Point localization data
________________

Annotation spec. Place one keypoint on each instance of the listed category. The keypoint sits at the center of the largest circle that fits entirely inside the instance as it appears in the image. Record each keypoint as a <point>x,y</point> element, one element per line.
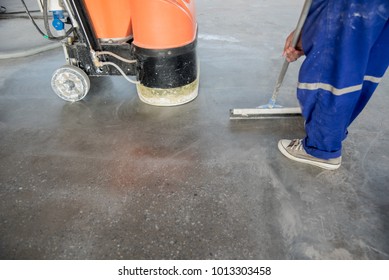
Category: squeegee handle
<point>296,37</point>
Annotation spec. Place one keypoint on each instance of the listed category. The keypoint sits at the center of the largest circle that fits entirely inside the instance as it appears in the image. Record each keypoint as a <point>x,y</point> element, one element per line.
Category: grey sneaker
<point>294,150</point>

________________

■ Task to complete
Repeat the records in full, precisely, and keep the pictures out.

■ Solution to this problem
Annotation spec. Place one keypoint on each instance of the listed category. The keypoint sits at the center of the largest circle that fits entirely inside the instance as it appears in the image. Record each keypoint as a <point>x,y</point> element, one element per line.
Category: squeegee handle
<point>296,37</point>
Annotation spec. Place one keypoint on each instance of the listed category. The keypoint sits at the center of the largest circle that fits entirely inside the instance as it appears in the image. Record each keypoint as a <point>x,y</point> element, one element per line.
Category: grey sneaker
<point>294,150</point>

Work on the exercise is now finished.